## TASK MATERIAL
>> start
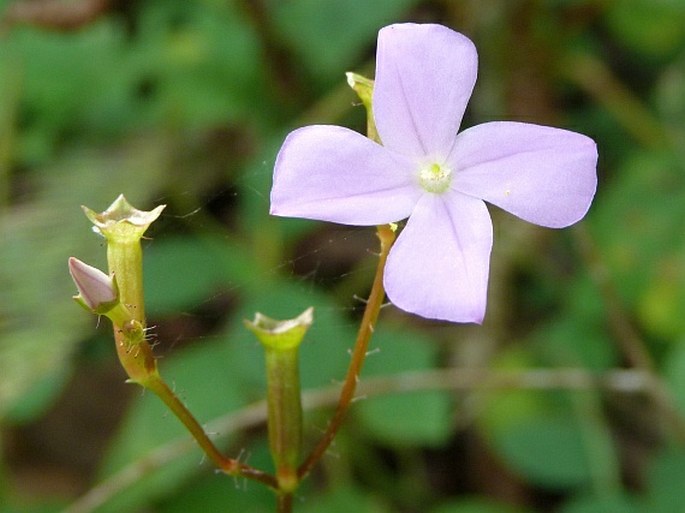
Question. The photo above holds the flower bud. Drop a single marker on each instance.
(97, 291)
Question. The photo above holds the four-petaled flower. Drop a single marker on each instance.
(424, 170)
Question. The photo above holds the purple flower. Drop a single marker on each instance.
(438, 267)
>> end
## PROBLEM TO WORK ON
Write out each of the rows again, swapping "marker" for "dot" and keeping everything else the same. Omit the pictures.

## OUTPUT OF THE EXERCISE
Question. The photo above holds the flower bud. Drop a single dot on each instance.
(97, 291)
Question. The photo above holds the four-petaled flower. Drop a single dot on each instance.
(424, 170)
Question. The photo above holds the purple flower. Drop a single dot on each instance.
(438, 267)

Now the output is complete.